SUPPLIED TEXT ->
=== Begin Enclosure ===
All metrics

List of Metrics, Descriptors and Metric Presets available in Evidently.

How to use this page

This is a reference page. It shows all the available Metrics, Descriptors and Presets.

You can use the menu on the right to navigate the sections. We organize the Metrics by logical groups. Note that these groups do not match the Presets with a similar name. For example, there are more Data Quality Metrics than included in the DataQualityPreset.

How to read the tables

  • Name: the name of the Metric.

  • Description: plain text explanation. For Metrics, we also specify whether it applies to the whole dataset or individual columns.

  • Parameters: required and optional parameters for the Metric or Preset. We also specify the defaults that apply if you do not pass a custom parameter.

Metric visualizations. Each Metric includes a default render. To see the visualization, navigate to the example notebooks and run the notebook with all Metrics or Metric Presets.
=== End Enclosure ===
WHAT YOU NEED TO DO -> Copy the Evidently metrics page from "This is a reference" up to and including "of the Metric.", renaming "logical groups" to "functional groups" throughout. None of the stored data entries are needed here.

Stored data entries ->
=== Begin Enclosure ===
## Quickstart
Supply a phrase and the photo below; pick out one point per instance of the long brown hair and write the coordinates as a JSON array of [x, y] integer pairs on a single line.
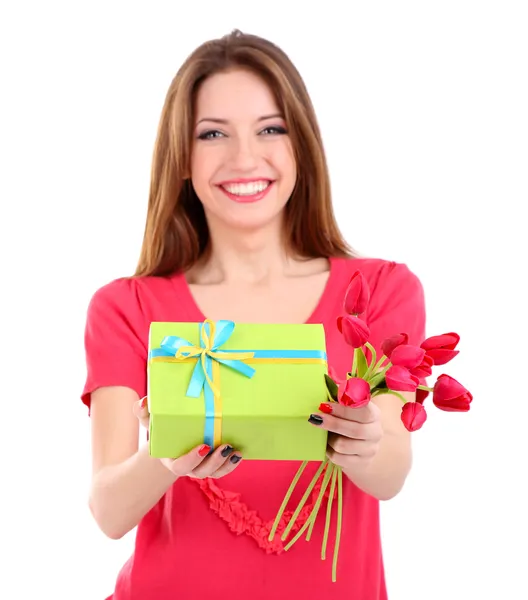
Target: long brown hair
[[176, 233]]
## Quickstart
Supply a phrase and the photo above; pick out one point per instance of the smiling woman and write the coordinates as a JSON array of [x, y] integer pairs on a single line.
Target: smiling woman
[[240, 227], [243, 155]]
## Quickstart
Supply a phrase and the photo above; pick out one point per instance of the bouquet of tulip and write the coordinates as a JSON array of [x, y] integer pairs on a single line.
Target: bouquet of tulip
[[401, 368]]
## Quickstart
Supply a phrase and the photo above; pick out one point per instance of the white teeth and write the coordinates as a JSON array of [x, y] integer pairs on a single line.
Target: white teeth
[[246, 189]]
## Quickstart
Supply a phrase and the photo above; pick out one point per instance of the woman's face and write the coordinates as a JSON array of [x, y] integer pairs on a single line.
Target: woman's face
[[242, 162]]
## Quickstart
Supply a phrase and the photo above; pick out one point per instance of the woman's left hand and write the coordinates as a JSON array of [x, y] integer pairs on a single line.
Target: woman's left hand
[[354, 433]]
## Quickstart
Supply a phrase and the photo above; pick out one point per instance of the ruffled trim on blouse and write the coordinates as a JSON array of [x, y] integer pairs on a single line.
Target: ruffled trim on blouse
[[241, 519]]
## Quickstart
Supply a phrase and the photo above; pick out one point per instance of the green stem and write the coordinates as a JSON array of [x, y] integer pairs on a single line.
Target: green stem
[[425, 388], [286, 500], [380, 362], [317, 506], [329, 511], [339, 522], [313, 515], [354, 363], [303, 500], [372, 360], [379, 392], [377, 377]]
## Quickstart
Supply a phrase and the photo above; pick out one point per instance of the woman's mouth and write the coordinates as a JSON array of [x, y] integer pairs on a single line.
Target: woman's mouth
[[246, 191]]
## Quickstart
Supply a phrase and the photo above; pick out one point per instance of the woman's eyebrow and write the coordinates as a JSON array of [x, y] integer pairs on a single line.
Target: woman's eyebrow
[[225, 121]]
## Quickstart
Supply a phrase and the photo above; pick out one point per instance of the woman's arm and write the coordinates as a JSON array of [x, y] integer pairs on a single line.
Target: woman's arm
[[384, 475], [126, 482]]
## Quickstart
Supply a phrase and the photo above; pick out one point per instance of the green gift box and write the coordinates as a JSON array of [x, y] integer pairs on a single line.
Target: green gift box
[[250, 385]]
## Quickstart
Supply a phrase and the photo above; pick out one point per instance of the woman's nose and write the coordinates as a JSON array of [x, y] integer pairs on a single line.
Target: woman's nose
[[244, 155]]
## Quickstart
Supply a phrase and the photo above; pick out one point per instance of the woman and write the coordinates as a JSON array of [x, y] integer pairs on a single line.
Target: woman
[[240, 226]]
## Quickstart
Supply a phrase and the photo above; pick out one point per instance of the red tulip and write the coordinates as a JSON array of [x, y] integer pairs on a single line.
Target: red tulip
[[388, 346], [333, 374], [450, 395], [407, 356], [413, 416], [400, 379], [355, 392], [354, 330], [421, 395], [357, 295], [424, 369], [441, 348]]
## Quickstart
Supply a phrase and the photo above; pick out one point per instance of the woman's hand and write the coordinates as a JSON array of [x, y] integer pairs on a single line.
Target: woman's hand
[[197, 463], [354, 434]]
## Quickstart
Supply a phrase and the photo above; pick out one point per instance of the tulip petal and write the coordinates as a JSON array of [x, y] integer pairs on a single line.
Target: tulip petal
[[413, 416]]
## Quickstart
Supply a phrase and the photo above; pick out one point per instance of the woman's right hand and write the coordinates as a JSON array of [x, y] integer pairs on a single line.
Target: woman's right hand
[[197, 463]]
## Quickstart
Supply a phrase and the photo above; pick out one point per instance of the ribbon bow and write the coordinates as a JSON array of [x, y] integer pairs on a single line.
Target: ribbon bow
[[212, 337]]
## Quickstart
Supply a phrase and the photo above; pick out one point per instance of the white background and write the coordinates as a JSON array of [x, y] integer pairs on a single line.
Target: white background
[[423, 106]]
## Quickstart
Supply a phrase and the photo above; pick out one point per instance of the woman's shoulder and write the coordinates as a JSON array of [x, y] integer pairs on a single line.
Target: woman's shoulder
[[384, 277], [374, 269], [133, 297]]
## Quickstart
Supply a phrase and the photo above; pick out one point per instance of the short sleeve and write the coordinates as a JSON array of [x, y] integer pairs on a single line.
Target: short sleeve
[[397, 305], [115, 340]]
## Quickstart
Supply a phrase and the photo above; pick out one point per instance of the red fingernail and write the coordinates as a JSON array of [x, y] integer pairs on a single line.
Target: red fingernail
[[204, 450]]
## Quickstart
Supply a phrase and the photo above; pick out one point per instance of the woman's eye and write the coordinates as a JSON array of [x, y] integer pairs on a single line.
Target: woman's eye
[[210, 135], [274, 131]]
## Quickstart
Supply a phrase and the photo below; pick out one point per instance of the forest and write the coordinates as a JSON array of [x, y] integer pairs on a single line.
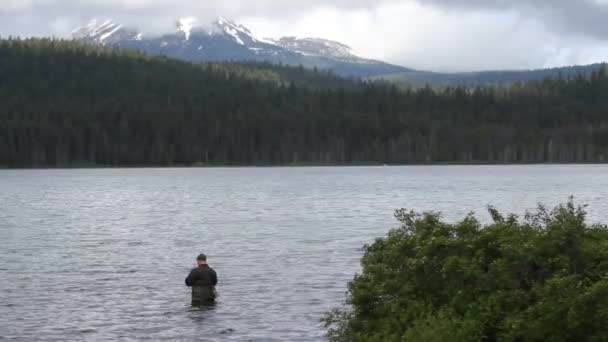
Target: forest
[[64, 104]]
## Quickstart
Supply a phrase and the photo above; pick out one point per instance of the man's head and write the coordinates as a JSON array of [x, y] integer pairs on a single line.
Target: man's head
[[201, 259]]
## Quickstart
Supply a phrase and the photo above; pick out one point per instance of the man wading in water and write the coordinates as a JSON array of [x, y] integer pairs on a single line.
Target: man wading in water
[[203, 280]]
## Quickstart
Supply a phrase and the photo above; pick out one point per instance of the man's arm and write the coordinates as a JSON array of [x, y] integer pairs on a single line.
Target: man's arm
[[213, 278], [190, 279]]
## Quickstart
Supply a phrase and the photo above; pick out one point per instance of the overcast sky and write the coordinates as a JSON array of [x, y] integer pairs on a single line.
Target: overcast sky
[[441, 35]]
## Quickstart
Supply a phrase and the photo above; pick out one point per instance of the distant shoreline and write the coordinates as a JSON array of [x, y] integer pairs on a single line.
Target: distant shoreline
[[299, 165]]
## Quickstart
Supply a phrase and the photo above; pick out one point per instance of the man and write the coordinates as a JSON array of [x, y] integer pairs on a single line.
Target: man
[[203, 280]]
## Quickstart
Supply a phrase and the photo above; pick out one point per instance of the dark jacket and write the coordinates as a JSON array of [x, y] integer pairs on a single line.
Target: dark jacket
[[203, 280]]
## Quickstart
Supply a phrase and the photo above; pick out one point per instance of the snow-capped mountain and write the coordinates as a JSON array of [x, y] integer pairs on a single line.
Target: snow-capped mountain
[[105, 32], [225, 40], [316, 47]]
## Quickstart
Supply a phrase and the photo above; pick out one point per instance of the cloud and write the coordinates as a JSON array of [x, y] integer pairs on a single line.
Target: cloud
[[582, 17], [442, 35]]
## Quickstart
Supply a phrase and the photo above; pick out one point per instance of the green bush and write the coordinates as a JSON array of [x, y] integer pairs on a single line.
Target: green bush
[[540, 278]]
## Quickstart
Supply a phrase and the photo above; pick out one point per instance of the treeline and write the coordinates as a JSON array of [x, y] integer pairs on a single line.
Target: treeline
[[66, 104]]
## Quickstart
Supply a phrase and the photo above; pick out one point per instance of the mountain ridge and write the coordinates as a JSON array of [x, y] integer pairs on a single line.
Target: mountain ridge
[[226, 40]]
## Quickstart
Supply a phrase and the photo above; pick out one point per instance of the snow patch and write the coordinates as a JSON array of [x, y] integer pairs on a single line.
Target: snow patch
[[109, 33], [186, 25]]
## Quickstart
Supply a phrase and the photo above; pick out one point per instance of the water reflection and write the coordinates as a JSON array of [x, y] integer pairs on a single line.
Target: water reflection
[[285, 242]]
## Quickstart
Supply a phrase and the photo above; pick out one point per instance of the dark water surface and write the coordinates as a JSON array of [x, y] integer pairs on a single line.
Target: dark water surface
[[102, 254]]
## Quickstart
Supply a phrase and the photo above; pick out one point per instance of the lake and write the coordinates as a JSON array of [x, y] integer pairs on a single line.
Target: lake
[[102, 254]]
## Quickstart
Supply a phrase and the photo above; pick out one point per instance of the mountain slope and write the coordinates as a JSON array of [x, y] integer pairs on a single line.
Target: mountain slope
[[421, 78], [224, 40]]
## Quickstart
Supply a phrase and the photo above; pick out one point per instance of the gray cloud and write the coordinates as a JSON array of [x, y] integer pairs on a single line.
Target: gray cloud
[[428, 34], [581, 17]]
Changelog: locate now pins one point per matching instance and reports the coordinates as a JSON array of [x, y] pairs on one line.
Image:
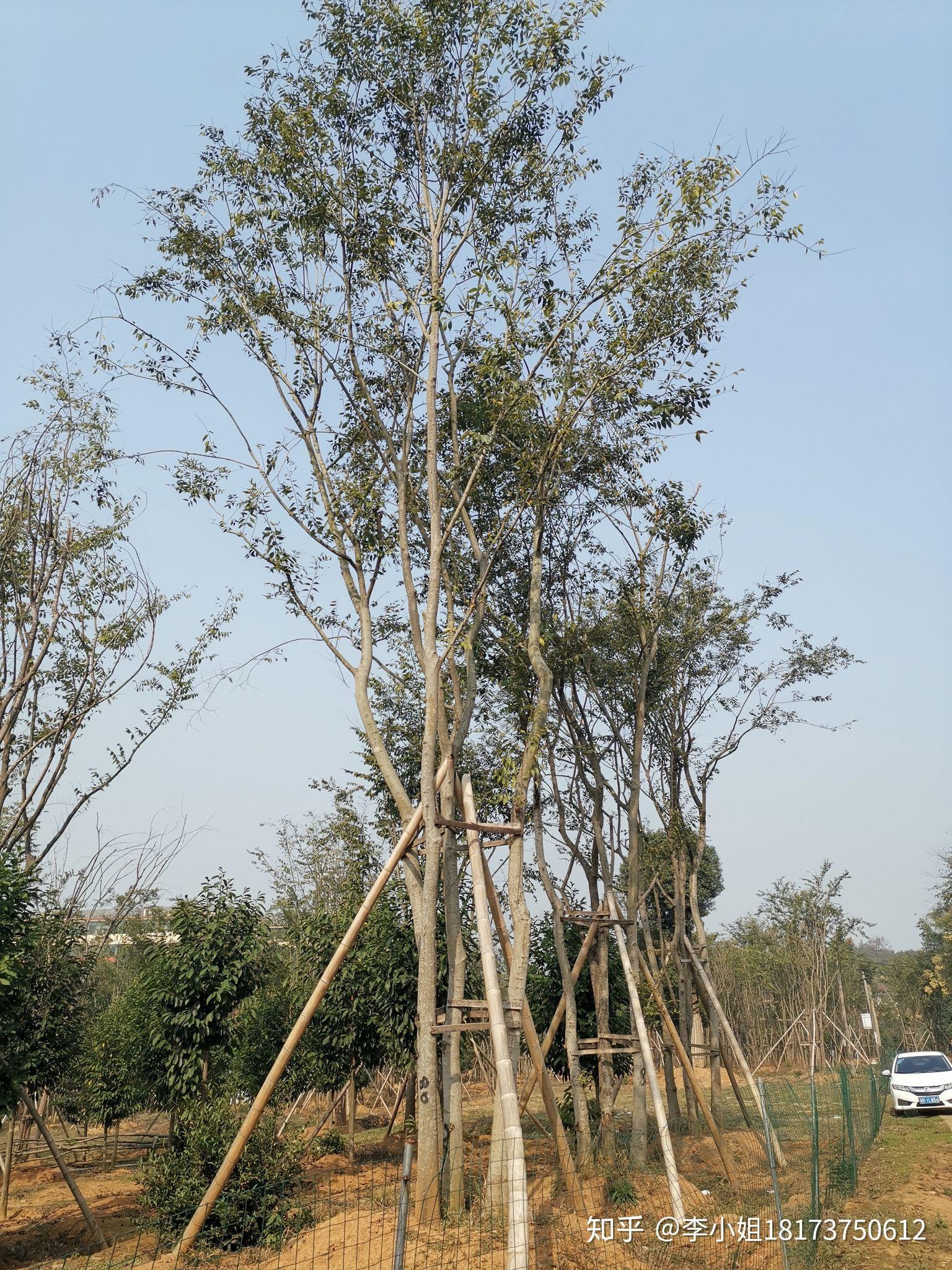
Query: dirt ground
[[908, 1174], [356, 1210]]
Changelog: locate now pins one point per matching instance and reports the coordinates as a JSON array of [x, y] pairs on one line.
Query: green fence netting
[[348, 1217]]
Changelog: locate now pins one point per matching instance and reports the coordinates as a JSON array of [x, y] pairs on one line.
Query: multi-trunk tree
[[398, 244]]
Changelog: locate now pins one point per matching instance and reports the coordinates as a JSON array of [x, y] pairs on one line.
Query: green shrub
[[620, 1189], [330, 1143], [259, 1204], [566, 1110]]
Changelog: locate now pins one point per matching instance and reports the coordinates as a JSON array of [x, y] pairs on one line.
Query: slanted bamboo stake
[[332, 1106], [738, 1095], [560, 1013], [254, 1113], [8, 1170], [566, 1165], [286, 1122], [397, 1106], [64, 1169], [689, 1070], [701, 974], [518, 1223], [671, 1166], [874, 1019]]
=== End Enclosure ===
WORKED SOLUTION ->
This is a reference page. It shows all the available Metrics, Descriptors and Presets.

You can use the menu on the right to navigate the sections. We organize the Metrics by functional groups. Note that these groups do not match the Presets with a similar name. For example, there are more Data Quality Metrics than included in the DataQualityPreset.

How to read the tables

  • Name: the name of the Metric.